» **Goal of the exercise**
Copy out each line exactly; pictures stay out of the copy.

--- Records to process ---

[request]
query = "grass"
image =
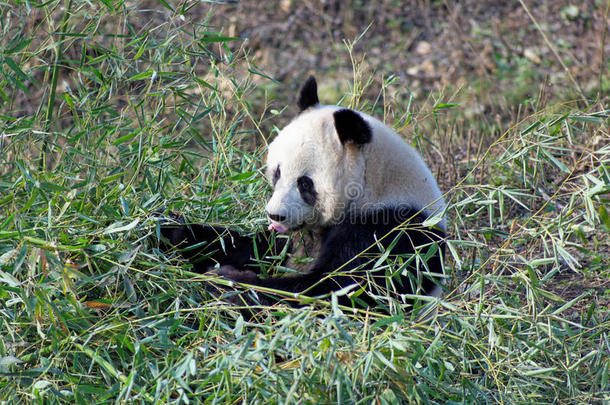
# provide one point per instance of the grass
(110, 113)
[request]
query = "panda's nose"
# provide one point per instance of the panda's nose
(278, 218)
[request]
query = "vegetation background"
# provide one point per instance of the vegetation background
(113, 110)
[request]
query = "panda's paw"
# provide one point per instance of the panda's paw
(241, 276)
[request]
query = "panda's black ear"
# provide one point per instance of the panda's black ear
(351, 127)
(308, 96)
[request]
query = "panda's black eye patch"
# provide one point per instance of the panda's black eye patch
(306, 188)
(276, 175)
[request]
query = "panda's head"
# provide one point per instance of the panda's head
(315, 164)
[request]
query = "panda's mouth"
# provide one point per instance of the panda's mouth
(278, 227)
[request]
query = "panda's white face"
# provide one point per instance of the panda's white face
(311, 172)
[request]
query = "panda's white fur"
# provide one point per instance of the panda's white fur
(383, 172)
(354, 186)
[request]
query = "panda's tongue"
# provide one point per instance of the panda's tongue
(277, 227)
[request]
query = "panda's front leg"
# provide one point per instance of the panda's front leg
(205, 246)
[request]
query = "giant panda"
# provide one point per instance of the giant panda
(354, 192)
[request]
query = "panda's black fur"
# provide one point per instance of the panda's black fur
(347, 249)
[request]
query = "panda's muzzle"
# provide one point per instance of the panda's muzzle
(277, 218)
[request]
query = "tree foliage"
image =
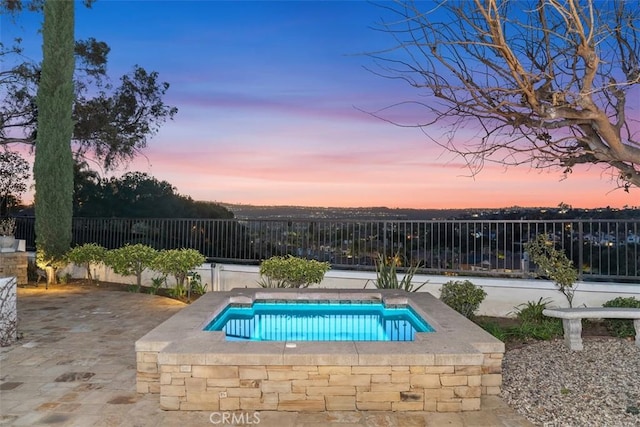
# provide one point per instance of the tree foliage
(131, 260)
(554, 264)
(113, 123)
(53, 167)
(178, 263)
(14, 173)
(87, 254)
(549, 83)
(136, 195)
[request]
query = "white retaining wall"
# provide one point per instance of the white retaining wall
(503, 294)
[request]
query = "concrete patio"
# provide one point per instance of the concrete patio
(75, 365)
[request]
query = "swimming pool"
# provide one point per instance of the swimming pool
(191, 368)
(318, 321)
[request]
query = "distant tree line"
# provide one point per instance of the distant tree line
(135, 195)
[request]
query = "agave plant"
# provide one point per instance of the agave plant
(387, 274)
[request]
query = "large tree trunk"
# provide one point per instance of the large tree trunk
(53, 166)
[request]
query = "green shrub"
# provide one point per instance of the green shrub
(553, 264)
(545, 330)
(498, 331)
(621, 327)
(195, 282)
(291, 272)
(531, 312)
(387, 275)
(87, 254)
(156, 284)
(178, 263)
(131, 260)
(463, 296)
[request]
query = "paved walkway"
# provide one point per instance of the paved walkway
(75, 366)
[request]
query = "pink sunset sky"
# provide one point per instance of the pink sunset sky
(270, 98)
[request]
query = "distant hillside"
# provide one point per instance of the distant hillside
(375, 213)
(276, 212)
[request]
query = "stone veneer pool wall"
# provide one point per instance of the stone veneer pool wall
(445, 371)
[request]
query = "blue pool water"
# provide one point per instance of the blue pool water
(319, 321)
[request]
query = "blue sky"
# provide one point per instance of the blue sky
(269, 97)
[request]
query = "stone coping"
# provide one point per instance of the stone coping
(182, 340)
(593, 313)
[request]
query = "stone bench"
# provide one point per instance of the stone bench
(572, 320)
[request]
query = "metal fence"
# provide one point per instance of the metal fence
(600, 249)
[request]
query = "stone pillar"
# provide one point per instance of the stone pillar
(8, 312)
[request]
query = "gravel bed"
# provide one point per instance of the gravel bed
(553, 386)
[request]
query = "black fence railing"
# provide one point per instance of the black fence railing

---

» **Expected output**
[request]
query = "grass"
image =
# provide one point per instance of the grass
(110, 113)
[request]
query = "panda's nose"
# provide one point per instance of the panda's nose
(278, 218)
[request]
query = "vegetation background"
# provide one point per instance of the vegetation background
(113, 110)
[request]
query = "panda's paw"
# provide one point per instance of the panda's paw
(241, 276)
[request]
query = "panda's black ear"
# provide one point per instance of the panda's black ear
(351, 127)
(308, 96)
[request]
query = "panda's black eye patch"
# provide one point per instance of the panda's black eye patch
(306, 188)
(276, 175)
[request]
query = "panda's head"
# provide one point per instance of the panda's head
(315, 164)
[request]
query = "panda's mouth"
# provide one point per instance of the panda's mouth
(278, 227)
[request]
query = "panda's white face"
# provide one point per instance of the panda's white face
(311, 172)
[request]
query = "panda's white fur"
# provide one point per instance of the panda's white fur
(383, 172)
(354, 186)
[request]
query = "panda's tongue"
# provide one point per instance of the panda's tongue
(277, 227)
[request]
query = "panda's front leg"
# provide one point per instance of the panda's front leg
(205, 246)
[request]
query = "giant panda"
# provide one point per instance of the giant panda
(354, 192)
[request]
query = "panda's black fur"
# provide one point per instance of the panda's black fur
(347, 249)
[request]
query = "panda's muzzle"
# provide one point per instance of the panda's muzzle
(277, 218)
[request]
query = "tree foliage"
image =
# provide one point per instance of the tree foliage
(131, 260)
(554, 264)
(113, 123)
(53, 167)
(178, 263)
(14, 173)
(87, 254)
(549, 83)
(136, 195)
[request]
query = "white retaining wall"
# provide one point per instance of the white retaining wall
(503, 294)
[request]
query = "concrete patio"
# provide one point per instance of the concrete patio
(75, 365)
[request]
query = "swimming pool"
# provide one point per instance of the swimming pool
(191, 368)
(318, 321)
[request]
query = "distant tree line"
# provide one point per instance of the distant tree line
(135, 195)
[request]
query = "agave plant"
# provide one point per instance of the agave plant
(387, 274)
[request]
query = "large tree trunk"
# provide one point per instance of the large tree trunk
(53, 166)
[request]
query = "green shrub"
# provide one point per instance of the green shrub
(553, 264)
(545, 330)
(498, 331)
(621, 327)
(195, 282)
(291, 272)
(531, 312)
(387, 275)
(87, 254)
(156, 284)
(178, 263)
(131, 260)
(463, 296)
[request]
query = "paved walkway"
# provide one point per instance of the paved walkway
(75, 366)
[request]
query = "pink sunset sky"
# provide one point per instance of the pink sunset sky
(270, 98)
[request]
query = "distant hillside"
# provide one point per instance of the distant hillside
(375, 213)
(276, 212)
[request]
query = "stone veneer pool wall"
# provide one point per instance of the stone veneer pool wall
(445, 371)
[request]
query = "blue pool water"
# provide one point per instance of the blue pool water
(319, 321)
[request]
query = "blue sky"
# provide one point per instance of the blue sky
(269, 97)
[request]
query = "stone coping"
# provide one point per instance of the stone coping
(182, 340)
(593, 313)
[request]
query = "stone bench"
# provide one point per instance of the stone bench
(572, 320)
[request]
query = "metal fence"
# provide one point per instance of the metal fence
(600, 249)
[request]
query = "stone pillar"
# provide one point per instance of the stone pillar
(8, 312)
[request]
query = "gravel bed"
# provide one point per instance of the gravel bed
(553, 386)
[request]
query = "black fence railing"
# provide one point per instance of the black fence railing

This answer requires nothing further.